▸ Selected excerpt:

Week 2: Recovering a Sense of Identity
My notes for week 2:
- Avoid poisonous people, "crazy makers" -- people who bring you down in order to make them feel better about themselves.
- Safeguard your newly recoving artist. Don't accept other people's plans for you.
- Don't just focus on your responsibilities to others, focus on your responsibilities to yourself.
- Nurture yourself. Be an example of transforming self-doubt into self-expression.
- Set aside skepticism and accept "coincidences" as not coincidences, but as manifestations of the fact that you are on the right path.
- Consciously practicing opening your mind.
- Pay attention.
"The quality of life is in proportion to the capacity for delight. The capacity for delight is the gift of paying attention."
Tasks for Week 2:
- Affirmative reading -- morning and night, read the Basic Principles
- List your 5 major activities this week. Which ones did you want to do and which were shoulds? Draw a circle: Inside are the things you need to protect and those who are supportive. Outside are the people you must be self-protective around.
- List 20 things you enjoy doing and the last time you did them.
- From the list, take two things and make them your week's goals.
- Read affirmations from Week 1. Choose three and write them 5 times a day in your morning pages.
- Add five more imaginary lives. Is there anything from these that you can incorporate into your life?
- "Life pie." Draw a pie with six pieces, label each piece: Spirituality, Exercise, Play, Work, Friends, Romance/Adventure. Draw dots by placing them closer to or further from the center, representing the degree to which you are fulfilled in these areas. Connect them.
- 10 tiny changes -- "I would like to _______________."
- Make one of these your goal for the week.
- Do it.
I think I need a re-do on Week 2. I've written my morning pages every day, but I haven't even looked at the lists of tasks after reading the chapter and writing them down on Saturday.
This weekend was so bad that I think everything else was just pushed out of my mind by pain. On Saturday I had an appointment to get my hair cut and colored, but I was in so much pain when I woke up that I wasn't sure if I'd be able to. In the first place, I wasn't sure if I could even get out of the car when I got there, and in the second, whether I'd be able to sit in the chair for an hour and a half and get my hair done.
It was pretty brutal, but I got there, and I was waiting in the front for my hairdresser to come up, and when I saw her, and she saw that I was having difficulty walking, the look of concern and sympathy she gave me made me start crying. The pain, and then that kind of pain always seems to affect me emotionally also. As I said to her later, some people just give you permission to fall apart by offering sympathy.

(Point-per-instance localization data)
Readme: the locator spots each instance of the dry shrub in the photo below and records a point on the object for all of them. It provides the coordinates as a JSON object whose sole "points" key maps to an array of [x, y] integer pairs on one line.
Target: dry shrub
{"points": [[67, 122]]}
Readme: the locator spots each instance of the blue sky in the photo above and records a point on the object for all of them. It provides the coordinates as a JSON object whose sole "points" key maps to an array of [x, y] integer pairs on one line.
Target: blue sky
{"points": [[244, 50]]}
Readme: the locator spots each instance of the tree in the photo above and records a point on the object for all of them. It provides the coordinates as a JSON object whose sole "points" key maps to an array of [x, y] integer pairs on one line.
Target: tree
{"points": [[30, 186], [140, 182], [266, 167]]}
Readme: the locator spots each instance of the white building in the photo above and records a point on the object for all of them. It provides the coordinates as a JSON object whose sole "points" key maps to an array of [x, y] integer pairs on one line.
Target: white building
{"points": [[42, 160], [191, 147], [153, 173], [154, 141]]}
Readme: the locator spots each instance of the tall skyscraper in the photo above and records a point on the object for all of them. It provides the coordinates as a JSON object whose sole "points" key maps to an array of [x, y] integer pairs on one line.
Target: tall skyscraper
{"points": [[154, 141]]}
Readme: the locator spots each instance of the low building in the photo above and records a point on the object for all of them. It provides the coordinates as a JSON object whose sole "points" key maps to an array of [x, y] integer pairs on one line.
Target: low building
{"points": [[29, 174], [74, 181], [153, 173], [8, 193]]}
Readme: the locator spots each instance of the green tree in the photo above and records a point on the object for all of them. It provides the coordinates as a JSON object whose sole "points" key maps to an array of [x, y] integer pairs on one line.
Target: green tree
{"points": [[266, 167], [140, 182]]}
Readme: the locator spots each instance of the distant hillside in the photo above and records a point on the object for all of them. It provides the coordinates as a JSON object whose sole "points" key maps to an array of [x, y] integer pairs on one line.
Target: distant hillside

▸ What is required: In the week 2 post above, how long did the writer expect to sit in the salon chair for the haircut and coloring?

▸ Result of the task: An hour and a half.